Write out the whole listing exactly as it stands.

>> start Items

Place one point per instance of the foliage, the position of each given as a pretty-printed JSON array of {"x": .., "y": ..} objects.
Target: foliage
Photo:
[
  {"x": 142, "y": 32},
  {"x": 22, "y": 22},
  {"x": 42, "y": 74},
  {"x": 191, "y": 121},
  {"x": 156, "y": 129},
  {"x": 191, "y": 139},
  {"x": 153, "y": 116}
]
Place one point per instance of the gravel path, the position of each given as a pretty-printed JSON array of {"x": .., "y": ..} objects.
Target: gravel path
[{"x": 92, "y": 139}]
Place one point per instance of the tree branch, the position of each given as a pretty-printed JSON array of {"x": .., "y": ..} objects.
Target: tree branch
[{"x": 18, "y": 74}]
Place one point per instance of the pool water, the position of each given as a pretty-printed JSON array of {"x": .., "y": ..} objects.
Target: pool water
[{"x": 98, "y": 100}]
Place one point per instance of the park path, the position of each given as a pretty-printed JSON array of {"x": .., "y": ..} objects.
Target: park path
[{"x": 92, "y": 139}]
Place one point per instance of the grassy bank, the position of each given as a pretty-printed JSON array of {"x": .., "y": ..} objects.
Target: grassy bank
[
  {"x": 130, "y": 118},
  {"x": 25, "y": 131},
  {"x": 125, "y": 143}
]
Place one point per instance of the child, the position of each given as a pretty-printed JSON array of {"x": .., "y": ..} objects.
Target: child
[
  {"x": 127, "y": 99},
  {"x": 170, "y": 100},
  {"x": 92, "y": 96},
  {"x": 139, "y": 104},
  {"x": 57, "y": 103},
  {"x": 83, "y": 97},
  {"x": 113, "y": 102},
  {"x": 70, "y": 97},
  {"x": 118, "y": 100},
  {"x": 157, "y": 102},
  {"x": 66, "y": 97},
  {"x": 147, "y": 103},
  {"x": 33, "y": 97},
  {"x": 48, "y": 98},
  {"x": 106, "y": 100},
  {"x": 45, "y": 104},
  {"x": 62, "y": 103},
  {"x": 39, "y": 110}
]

>> end Items

▸ Expected answer
Place one point per instance of the foliage, the position of each given as a pretty-printed JSON array of {"x": .., "y": ..} objects.
Target: foliage
Photo:
[
  {"x": 142, "y": 32},
  {"x": 22, "y": 22},
  {"x": 42, "y": 74},
  {"x": 191, "y": 121},
  {"x": 156, "y": 129},
  {"x": 191, "y": 139},
  {"x": 153, "y": 116}
]
Place one point per instance of the gravel path, the position of each given as a pretty-printed JSON array of {"x": .., "y": ..} objects.
Target: gravel path
[{"x": 92, "y": 139}]
Place one point per instance of the tree branch, the position of each given as a pretty-printed JSON array of {"x": .., "y": ..} objects.
Target: tree branch
[{"x": 18, "y": 74}]
Place one point per instance of the pool water, the position of each given as a pretty-printed JSON array of {"x": .., "y": ..} objects.
Target: pool water
[{"x": 98, "y": 100}]
Place one point per instance of the park path, the position of each given as a pretty-printed JSON array of {"x": .., "y": ..} objects.
Target: park path
[{"x": 92, "y": 139}]
Place one point per instance of the grassy bank, the position of each given as a pretty-printed JSON array of {"x": .., "y": ..} objects.
Target: grassy bank
[
  {"x": 130, "y": 118},
  {"x": 25, "y": 131},
  {"x": 125, "y": 143}
]
Place one point per instance of the child, the position of each given as a pretty-printed JSON array of {"x": .., "y": ..} objects.
Target: child
[
  {"x": 127, "y": 99},
  {"x": 170, "y": 100},
  {"x": 92, "y": 96},
  {"x": 139, "y": 104},
  {"x": 57, "y": 103},
  {"x": 83, "y": 97},
  {"x": 113, "y": 102},
  {"x": 70, "y": 97},
  {"x": 118, "y": 100},
  {"x": 157, "y": 102},
  {"x": 66, "y": 97},
  {"x": 147, "y": 103},
  {"x": 33, "y": 97},
  {"x": 48, "y": 98},
  {"x": 106, "y": 100},
  {"x": 45, "y": 104},
  {"x": 62, "y": 103},
  {"x": 39, "y": 110}
]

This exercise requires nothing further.